** Opening Extracted material block **

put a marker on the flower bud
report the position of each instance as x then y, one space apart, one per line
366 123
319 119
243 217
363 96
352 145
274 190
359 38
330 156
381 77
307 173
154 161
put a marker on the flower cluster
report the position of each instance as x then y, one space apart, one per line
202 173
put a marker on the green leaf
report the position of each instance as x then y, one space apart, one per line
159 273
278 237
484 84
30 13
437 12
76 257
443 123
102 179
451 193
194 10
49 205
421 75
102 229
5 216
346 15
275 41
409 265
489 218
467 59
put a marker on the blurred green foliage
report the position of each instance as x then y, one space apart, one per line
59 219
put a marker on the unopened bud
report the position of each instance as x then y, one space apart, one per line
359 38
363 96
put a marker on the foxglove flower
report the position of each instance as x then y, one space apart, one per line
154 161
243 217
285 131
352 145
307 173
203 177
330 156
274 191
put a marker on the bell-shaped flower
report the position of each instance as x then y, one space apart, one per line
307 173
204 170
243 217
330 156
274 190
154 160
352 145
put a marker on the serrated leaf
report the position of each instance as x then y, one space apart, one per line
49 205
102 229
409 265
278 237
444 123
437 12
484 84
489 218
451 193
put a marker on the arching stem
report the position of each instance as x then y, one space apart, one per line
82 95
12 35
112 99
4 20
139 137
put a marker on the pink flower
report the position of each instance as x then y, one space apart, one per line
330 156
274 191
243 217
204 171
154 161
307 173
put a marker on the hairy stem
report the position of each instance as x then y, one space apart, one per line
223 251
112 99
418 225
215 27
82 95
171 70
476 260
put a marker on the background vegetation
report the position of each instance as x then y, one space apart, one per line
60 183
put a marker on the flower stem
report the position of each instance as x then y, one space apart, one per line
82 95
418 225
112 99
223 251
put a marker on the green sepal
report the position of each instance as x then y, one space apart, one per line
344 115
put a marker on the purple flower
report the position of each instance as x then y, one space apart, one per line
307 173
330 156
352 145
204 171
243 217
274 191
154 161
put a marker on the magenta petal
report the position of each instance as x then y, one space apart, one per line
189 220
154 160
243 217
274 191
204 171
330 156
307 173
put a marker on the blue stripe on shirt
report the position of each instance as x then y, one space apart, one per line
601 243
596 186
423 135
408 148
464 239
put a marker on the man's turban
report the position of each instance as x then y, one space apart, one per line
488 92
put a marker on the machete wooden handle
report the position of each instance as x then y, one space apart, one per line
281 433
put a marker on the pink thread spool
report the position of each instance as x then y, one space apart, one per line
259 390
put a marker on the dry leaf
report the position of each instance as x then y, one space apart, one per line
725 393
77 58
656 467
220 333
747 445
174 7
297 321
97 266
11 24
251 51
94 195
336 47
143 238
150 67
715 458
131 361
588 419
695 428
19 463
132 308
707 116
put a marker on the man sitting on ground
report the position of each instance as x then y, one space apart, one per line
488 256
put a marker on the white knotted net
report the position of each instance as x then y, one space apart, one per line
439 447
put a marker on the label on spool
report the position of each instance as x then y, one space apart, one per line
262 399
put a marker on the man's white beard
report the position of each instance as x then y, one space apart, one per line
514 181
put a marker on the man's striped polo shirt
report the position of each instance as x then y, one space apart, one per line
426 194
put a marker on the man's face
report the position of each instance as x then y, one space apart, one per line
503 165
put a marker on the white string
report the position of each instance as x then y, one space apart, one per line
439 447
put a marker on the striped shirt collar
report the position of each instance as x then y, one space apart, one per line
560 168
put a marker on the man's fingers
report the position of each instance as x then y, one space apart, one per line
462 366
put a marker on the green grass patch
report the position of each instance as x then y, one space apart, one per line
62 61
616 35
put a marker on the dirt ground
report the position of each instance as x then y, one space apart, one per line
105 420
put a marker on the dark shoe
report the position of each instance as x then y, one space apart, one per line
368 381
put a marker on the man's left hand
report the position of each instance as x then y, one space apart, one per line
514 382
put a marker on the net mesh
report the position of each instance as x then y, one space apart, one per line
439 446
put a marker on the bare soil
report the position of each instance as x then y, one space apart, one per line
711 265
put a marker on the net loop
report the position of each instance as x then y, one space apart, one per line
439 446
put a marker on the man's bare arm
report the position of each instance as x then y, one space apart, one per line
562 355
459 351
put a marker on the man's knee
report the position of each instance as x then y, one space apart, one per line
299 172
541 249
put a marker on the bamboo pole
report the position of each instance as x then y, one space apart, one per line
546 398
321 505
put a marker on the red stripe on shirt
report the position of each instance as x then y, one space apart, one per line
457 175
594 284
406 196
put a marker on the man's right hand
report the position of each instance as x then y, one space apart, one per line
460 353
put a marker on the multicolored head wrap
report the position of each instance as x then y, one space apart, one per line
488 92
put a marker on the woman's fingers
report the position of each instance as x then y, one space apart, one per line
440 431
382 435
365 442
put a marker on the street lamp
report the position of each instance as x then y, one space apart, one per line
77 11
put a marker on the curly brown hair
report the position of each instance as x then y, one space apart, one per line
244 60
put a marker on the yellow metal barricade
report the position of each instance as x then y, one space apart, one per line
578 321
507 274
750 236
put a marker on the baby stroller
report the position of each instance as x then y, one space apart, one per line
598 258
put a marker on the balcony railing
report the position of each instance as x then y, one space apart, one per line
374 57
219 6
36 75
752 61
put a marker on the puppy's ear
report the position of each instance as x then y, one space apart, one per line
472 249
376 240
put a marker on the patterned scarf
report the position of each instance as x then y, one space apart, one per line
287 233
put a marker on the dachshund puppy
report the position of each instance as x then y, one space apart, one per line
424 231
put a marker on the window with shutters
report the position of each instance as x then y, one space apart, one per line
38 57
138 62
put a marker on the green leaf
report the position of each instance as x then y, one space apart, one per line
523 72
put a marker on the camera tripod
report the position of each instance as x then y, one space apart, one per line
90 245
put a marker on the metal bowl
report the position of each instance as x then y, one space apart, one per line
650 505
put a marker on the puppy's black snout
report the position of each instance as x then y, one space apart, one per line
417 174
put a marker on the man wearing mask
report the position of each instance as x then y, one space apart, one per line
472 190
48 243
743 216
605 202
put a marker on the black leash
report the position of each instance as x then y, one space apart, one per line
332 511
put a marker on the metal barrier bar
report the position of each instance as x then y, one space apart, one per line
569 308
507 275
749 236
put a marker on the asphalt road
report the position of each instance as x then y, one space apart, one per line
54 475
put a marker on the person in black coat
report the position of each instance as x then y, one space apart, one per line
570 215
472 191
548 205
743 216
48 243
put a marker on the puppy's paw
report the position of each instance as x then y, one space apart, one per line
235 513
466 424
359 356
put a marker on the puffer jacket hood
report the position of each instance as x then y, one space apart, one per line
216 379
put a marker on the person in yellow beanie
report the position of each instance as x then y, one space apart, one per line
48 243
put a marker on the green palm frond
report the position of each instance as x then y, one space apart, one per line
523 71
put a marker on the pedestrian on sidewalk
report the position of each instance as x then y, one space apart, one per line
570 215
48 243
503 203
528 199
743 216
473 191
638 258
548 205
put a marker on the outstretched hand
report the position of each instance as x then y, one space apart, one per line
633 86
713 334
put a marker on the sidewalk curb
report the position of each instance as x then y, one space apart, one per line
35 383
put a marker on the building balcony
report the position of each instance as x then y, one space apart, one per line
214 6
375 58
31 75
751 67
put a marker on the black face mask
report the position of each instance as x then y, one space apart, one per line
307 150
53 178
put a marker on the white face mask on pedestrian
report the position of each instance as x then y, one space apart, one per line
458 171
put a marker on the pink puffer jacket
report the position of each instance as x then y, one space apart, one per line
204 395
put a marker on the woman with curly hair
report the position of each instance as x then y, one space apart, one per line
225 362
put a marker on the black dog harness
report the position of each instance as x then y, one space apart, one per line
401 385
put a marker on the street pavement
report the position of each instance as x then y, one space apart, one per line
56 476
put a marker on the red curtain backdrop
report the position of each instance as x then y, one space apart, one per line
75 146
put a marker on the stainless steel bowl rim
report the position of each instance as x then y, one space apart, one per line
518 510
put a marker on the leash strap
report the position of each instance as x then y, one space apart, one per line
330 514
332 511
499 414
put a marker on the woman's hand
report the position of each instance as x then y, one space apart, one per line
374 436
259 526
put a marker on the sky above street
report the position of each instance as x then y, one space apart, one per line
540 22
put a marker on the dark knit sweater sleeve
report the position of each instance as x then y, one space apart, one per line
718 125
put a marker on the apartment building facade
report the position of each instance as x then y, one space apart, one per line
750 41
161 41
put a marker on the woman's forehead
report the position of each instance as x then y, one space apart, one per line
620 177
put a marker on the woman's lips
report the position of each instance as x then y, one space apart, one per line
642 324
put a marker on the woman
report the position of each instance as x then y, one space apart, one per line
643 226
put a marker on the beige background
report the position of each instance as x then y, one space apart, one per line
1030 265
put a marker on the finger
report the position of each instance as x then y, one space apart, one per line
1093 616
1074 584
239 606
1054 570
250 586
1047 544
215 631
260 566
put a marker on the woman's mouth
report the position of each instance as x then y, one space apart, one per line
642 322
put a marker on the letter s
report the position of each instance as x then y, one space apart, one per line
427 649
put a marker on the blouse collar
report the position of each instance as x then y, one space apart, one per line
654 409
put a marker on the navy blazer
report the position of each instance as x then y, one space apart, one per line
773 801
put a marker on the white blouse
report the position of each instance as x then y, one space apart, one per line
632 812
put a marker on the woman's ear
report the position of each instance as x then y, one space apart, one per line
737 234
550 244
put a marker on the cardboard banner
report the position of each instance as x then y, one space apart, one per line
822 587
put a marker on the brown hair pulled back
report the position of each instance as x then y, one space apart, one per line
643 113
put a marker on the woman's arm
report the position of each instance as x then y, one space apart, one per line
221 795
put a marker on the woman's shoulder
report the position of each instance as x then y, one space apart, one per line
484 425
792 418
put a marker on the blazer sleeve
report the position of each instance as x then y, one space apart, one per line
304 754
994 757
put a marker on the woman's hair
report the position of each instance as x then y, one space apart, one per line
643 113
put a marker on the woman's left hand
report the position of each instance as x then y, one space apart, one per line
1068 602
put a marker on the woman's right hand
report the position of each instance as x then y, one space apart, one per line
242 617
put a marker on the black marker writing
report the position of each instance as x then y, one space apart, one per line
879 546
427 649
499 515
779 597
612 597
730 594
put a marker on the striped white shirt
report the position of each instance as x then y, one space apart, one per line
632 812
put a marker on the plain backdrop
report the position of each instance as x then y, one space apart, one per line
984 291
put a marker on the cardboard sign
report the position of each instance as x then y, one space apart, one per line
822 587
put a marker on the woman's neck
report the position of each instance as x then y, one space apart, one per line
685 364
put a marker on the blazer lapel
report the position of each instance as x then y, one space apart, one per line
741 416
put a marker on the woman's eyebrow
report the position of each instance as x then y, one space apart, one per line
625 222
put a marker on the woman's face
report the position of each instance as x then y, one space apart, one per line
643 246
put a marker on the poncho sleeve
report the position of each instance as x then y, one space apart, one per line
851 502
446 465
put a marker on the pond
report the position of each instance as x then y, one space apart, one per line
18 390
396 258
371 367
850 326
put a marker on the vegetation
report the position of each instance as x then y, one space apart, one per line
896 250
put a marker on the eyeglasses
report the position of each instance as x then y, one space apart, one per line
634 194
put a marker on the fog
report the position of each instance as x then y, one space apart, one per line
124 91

** Closing Extracted material block **

• How to complete this task: With the line that has "put a marker on the sidewalk curb" as the first and the line that has "put a marker on the leash strap" as the last, repeat exactly that run of lines above and no more.

• Your response:
put a marker on the sidewalk curb
report the position of each instance as x then y, one space apart, one per line
35 383
put a marker on the building balcony
report the position of each instance as x then y, one space apart, one per line
214 6
375 58
31 75
751 67
put a marker on the black face mask
report the position of each instance as x then y, one space apart, one per line
307 150
53 178
put a marker on the white face mask on pedestrian
report the position of each instance as x then y, one space apart, one per line
458 171
put a marker on the pink puffer jacket
report the position of each instance as x then y, one space apart, one per line
204 395
put a marker on the woman with curly hair
report the position of each instance as x then y, one space apart, one per line
225 362
put a marker on the black dog harness
report the position of each instance as x then y, one space apart, one per line
401 385
put a marker on the street pavement
report the position of each instance as x then y, one space apart, one per line
56 476
put a marker on the red curtain backdrop
report the position of each instance as x then y, one space apart, one per line
75 146
put a marker on the stainless steel bowl rim
report the position of each instance as x then y, one space apart, one per line
518 510
put a marker on the leash strap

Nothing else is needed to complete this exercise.